Record extracts:
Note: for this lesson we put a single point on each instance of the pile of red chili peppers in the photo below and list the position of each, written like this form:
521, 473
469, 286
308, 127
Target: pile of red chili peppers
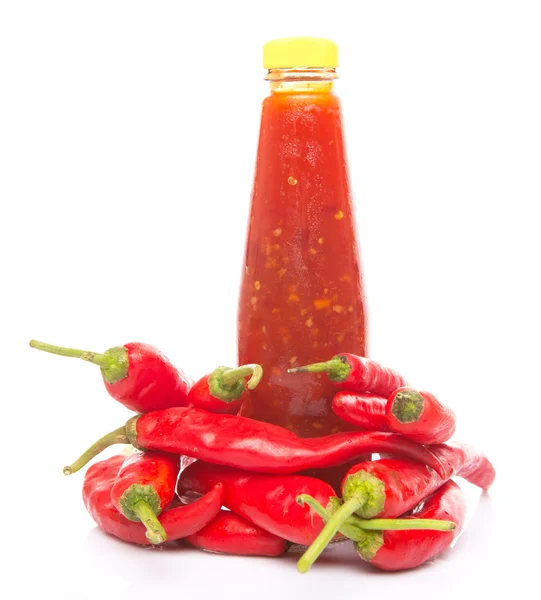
254, 488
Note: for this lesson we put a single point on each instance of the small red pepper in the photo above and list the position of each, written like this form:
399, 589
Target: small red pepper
361, 409
389, 487
432, 528
357, 374
144, 487
178, 522
397, 550
248, 444
419, 416
222, 390
137, 375
231, 534
268, 501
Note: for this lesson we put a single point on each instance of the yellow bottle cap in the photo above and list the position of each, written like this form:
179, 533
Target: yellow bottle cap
288, 53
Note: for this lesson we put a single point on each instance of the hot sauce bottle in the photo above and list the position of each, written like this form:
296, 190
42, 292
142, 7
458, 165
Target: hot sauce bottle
301, 298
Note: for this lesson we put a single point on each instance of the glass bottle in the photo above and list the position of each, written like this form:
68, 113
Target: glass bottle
301, 298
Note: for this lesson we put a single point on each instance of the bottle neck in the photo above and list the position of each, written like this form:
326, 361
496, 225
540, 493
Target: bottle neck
301, 80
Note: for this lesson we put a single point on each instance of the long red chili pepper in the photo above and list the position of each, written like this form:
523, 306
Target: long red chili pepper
144, 487
396, 550
248, 444
389, 487
419, 416
139, 376
178, 522
231, 534
403, 548
221, 391
357, 374
268, 501
362, 409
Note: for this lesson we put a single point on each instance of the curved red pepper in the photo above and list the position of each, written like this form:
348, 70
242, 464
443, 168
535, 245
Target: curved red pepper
144, 488
221, 391
248, 444
391, 486
357, 374
419, 416
387, 488
178, 522
268, 501
231, 534
397, 550
361, 409
137, 375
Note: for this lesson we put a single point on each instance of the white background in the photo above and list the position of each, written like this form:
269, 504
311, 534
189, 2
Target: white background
128, 134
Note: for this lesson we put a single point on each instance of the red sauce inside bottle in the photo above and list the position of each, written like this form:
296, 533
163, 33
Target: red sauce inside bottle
301, 298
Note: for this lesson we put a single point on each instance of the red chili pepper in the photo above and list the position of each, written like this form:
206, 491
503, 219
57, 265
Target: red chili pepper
268, 501
357, 374
364, 410
178, 522
139, 376
248, 444
144, 487
221, 391
389, 487
231, 534
396, 550
419, 416
405, 547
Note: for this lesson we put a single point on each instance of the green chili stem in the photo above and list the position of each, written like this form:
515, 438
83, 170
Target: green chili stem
101, 360
405, 524
338, 368
328, 532
231, 376
155, 532
118, 436
313, 368
351, 525
347, 528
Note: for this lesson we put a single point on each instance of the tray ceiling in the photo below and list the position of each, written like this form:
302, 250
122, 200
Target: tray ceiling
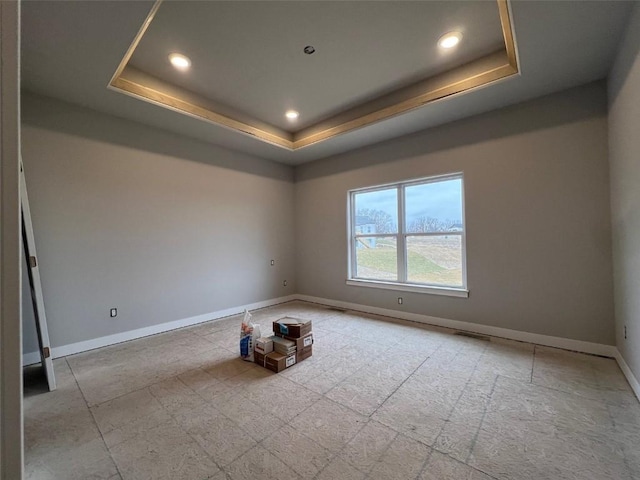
371, 61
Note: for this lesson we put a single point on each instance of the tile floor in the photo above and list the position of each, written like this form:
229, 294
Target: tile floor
379, 399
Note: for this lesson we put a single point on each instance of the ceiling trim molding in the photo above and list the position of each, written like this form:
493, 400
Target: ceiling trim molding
295, 141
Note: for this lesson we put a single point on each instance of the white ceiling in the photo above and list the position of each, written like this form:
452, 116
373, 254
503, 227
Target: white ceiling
71, 50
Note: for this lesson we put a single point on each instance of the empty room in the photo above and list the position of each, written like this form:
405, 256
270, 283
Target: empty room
332, 240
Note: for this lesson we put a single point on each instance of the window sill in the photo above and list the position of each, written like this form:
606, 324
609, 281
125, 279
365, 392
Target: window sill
405, 287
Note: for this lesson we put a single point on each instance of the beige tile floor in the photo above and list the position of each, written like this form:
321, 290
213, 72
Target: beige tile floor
379, 399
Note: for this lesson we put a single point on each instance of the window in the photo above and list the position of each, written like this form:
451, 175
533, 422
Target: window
409, 236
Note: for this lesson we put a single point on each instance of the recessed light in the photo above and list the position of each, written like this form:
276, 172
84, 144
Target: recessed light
292, 115
179, 61
450, 40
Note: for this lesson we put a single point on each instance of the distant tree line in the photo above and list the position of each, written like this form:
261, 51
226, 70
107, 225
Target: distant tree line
384, 223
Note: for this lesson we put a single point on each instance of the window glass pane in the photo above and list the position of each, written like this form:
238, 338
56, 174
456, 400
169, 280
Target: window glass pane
436, 260
376, 212
376, 258
434, 207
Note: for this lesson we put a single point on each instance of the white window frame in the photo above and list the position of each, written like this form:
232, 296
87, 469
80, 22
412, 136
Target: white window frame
401, 237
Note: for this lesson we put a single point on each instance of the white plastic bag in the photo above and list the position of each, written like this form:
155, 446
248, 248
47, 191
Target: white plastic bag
249, 333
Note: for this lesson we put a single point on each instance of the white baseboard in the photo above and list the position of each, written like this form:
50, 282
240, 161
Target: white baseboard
546, 340
64, 350
631, 378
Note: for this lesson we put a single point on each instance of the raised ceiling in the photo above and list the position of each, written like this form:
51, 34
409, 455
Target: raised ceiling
72, 49
369, 61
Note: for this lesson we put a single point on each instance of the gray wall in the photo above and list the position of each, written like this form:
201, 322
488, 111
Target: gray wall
157, 225
624, 157
537, 216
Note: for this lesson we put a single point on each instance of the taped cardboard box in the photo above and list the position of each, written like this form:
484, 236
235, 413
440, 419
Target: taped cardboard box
304, 353
264, 345
259, 358
292, 327
276, 362
302, 342
284, 346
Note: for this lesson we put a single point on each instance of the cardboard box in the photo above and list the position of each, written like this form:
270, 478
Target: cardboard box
264, 345
302, 342
284, 346
276, 362
291, 327
304, 353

Exercise instructions: Except for the pictures, give all the material above again verbatim.

Answer to this task:
Note: for this lesson we put a single point on each instance of the pile of red chili peppers in the photo below and list the position of each, written like this form:
521, 473
469, 286
308, 127
Target: pile of red chili peppers
254, 488
Note: for this lesson we put a single point on each instance of the small red pepper in the photo above and list the position of each, written like this form:
399, 589
Target: small red pepper
361, 409
389, 487
432, 528
357, 374
144, 487
178, 522
397, 550
248, 444
419, 416
222, 390
137, 375
231, 534
268, 501
Note: for this lesson we put a single point on each instance of the yellow bottle cap in the photo above and list the position of each, written like this form:
179, 533
Target: yellow bottle cap
288, 53
Note: for this lesson we put a single point on each instance of the hot sauce bottle in the photo above and list the position of each, written like this form:
296, 190
42, 292
142, 7
458, 165
Target: hot sauce bottle
301, 298
Note: for this lesson we put a single point on each instance of the glass bottle in the photo above and list the position of each, written like this form:
68, 113
Target: glass bottle
301, 298
Note: for this lesson we put a single point on each instance of the bottle neck in the photo above and list the position of each, written like this form:
326, 361
496, 225
540, 493
Target: bottle neck
301, 80
Note: for this lesson we put a single point on each instance of the long red chili pepper in the photo above and list the position of each, written like this form:
523, 306
Target: long red chili pepper
144, 487
396, 550
248, 444
389, 487
419, 416
139, 376
178, 522
231, 534
403, 548
221, 391
357, 374
268, 501
362, 409
Note: for this lesson we put a single point on each instance of the curved red pepper in the photo above and list the position of each, written like this form:
348, 70
242, 464
443, 168
535, 245
Target: curved red pepper
144, 488
221, 391
248, 444
391, 486
357, 374
419, 416
387, 488
178, 522
268, 501
231, 534
397, 550
361, 409
137, 375
Note: for this lesson we put a single point on each instance of the white background in the photo above and list the position of each, written like this form:
269, 504
311, 534
189, 2
Target: white background
128, 134
Note: for this lesson we put a single point on each instance of the red sauce inside bottle in the photo above and list the position of each, written like this form:
296, 533
163, 33
Target: red sauce inside bottle
301, 298
Note: for this lesson we put a single point on each instance of the red chili pepper in the photo above and list the position of each, written like this form:
206, 491
503, 219
57, 265
Target: red chili pepper
268, 501
357, 374
364, 410
178, 522
139, 376
248, 444
144, 487
221, 391
389, 487
231, 534
396, 550
419, 416
405, 547
Note: for this lesson we put a single point on each instance of the green chili stem in the photo above and list the position of each, written like this form:
515, 438
83, 170
Target: green chili stem
101, 360
405, 524
338, 368
328, 532
231, 376
155, 532
118, 436
313, 368
351, 525
347, 528
Note: for this lesson we put a single point on each instance of the tray ceiling in the photo below and list the position of each, written like this form:
302, 250
122, 200
Target: tray ceiling
371, 61
Note: for this lesson we put a single point on each instance of the tile floor in the photo above and list the position of each, written like this form:
229, 294
Target: tile floor
379, 399
Note: for this lesson we put a single point on each instance of the ceiling trim molding in the photo above and list the position of each, written like this form:
493, 400
Target: ceiling trim molding
295, 141
Note: for this lesson we put a single point on each instance of the white ceiling in the photo above and list the position of each, written like this form:
452, 116
373, 254
503, 227
Target: white ceiling
71, 50
Note: for this lesson we put a single point on each instance of the empty room in the photo above and list the position of each, written like this form:
405, 256
270, 283
Target: empty room
332, 240
Note: for this lesson we put a single point on each instance of the window sill in the photo above and list the position of each, written like this form:
606, 324
609, 281
125, 279
365, 392
Target: window sill
405, 287
Note: for this lesson we put a single point on each instance of the beige tile floor in the photo above and list the position of each, written like this form:
321, 290
213, 72
Target: beige tile floor
379, 399
Note: for this lesson we put a single point on each instance of the window in the photo above and list the position of each, written like this form:
451, 175
533, 422
Target: window
409, 236
Note: for this lesson we put a single point on each instance of the recessed light in the photo above and list the position of each, written like this form:
276, 172
84, 144
Target: recessed light
292, 115
179, 61
450, 40
Note: for this lesson we put a single point on each instance of the distant tree line in the photo above and list the position of each, written like this form:
261, 51
226, 70
107, 225
Target: distant tree line
384, 223
Note: for this lesson we put a single point on each instance of the window glass pane in the photo above and list the position of each, written like this form:
238, 338
56, 174
456, 400
169, 280
Target: window glass pane
436, 260
376, 212
376, 258
434, 207
Note: for this lesson we put a single point on each instance of the white window frame in the photo above and list the position of each, written like this form:
232, 296
87, 469
80, 22
412, 136
Target: white window frame
401, 237
Note: for this lesson we put a single point on each instance of the white plastic bag in the photo above and list the position of each, written like this form:
155, 446
248, 248
47, 191
Target: white plastic bag
249, 333
Note: for this lesson we put a single point on each instance of the white baseboard in the photo above and list the position of each, written like this form:
50, 282
240, 161
Target: white baseboard
546, 340
64, 350
631, 378
Note: for this lesson we put a single point on each instance of the raised ceiling in the photo above and list the position of each, written like this form:
51, 34
409, 455
Target: raised ceiling
72, 49
369, 61
Note: for this lesson we put a single point on each instance of the gray wall in the photo above and list the position of each, written like this form:
201, 322
488, 111
Target: gray wall
157, 225
624, 157
537, 216
Note: for this lesson we put a single point on each instance of the taped cardboard box in the photo above and list the position of each, written like this form:
484, 236
235, 413
440, 419
Target: taped cardboard box
304, 353
264, 345
259, 358
292, 327
276, 362
302, 342
284, 346
Note: for this lesson we put a single point on each instance of the cardboard box in the photo above and list the position of each, written like this form:
270, 478
Target: cardboard box
264, 345
302, 342
284, 346
276, 362
291, 327
304, 353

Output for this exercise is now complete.